* **Material to process**
-*-

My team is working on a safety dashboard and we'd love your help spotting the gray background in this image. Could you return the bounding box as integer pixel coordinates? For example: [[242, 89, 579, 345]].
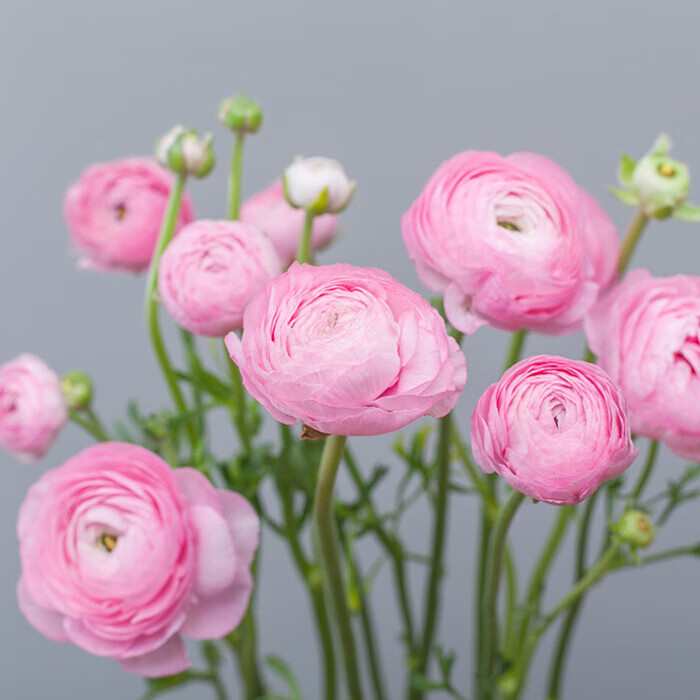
[[1, 1, 698, 698]]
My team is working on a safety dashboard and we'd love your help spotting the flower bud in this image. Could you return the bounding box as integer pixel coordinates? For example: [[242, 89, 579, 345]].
[[61, 370, 93, 410], [155, 126, 215, 179], [282, 157, 355, 214], [614, 134, 692, 219], [218, 94, 263, 134], [615, 509, 655, 549]]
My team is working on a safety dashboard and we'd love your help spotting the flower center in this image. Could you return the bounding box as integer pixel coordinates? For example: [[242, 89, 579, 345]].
[[658, 162, 676, 178], [97, 533, 118, 553], [551, 403, 566, 429], [114, 203, 127, 220], [497, 219, 522, 232], [674, 333, 700, 375]]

-*-

* **Problem statement**
Now reproduce all of the entries precisely, with no pictures in the copy.

* **Result**
My team is working on a safety dashboard and we'd love your help spotting the gray background in this image. Could you return the bounding box as integer pixel coordinates? For example: [[242, 89, 579, 345]].
[[1, 1, 698, 698]]
My team is working on a safety dashboard and we'd love your help spotting the flower bud in this image. Could you return the bounding box as integer pixel coordinates? For example: [[242, 89, 579, 345]].
[[61, 370, 93, 410], [155, 126, 215, 179], [282, 157, 355, 214], [614, 134, 692, 219], [218, 94, 263, 134], [615, 509, 655, 549]]
My team is working on a safety dashboard and we'd love your help spotting the flower center in this image. Could you return the bounding box as integer pixel coordinates? For example: [[242, 89, 579, 345]].
[[658, 162, 676, 178], [97, 533, 118, 553], [551, 403, 566, 429], [114, 203, 127, 220], [497, 219, 522, 232], [674, 333, 700, 375]]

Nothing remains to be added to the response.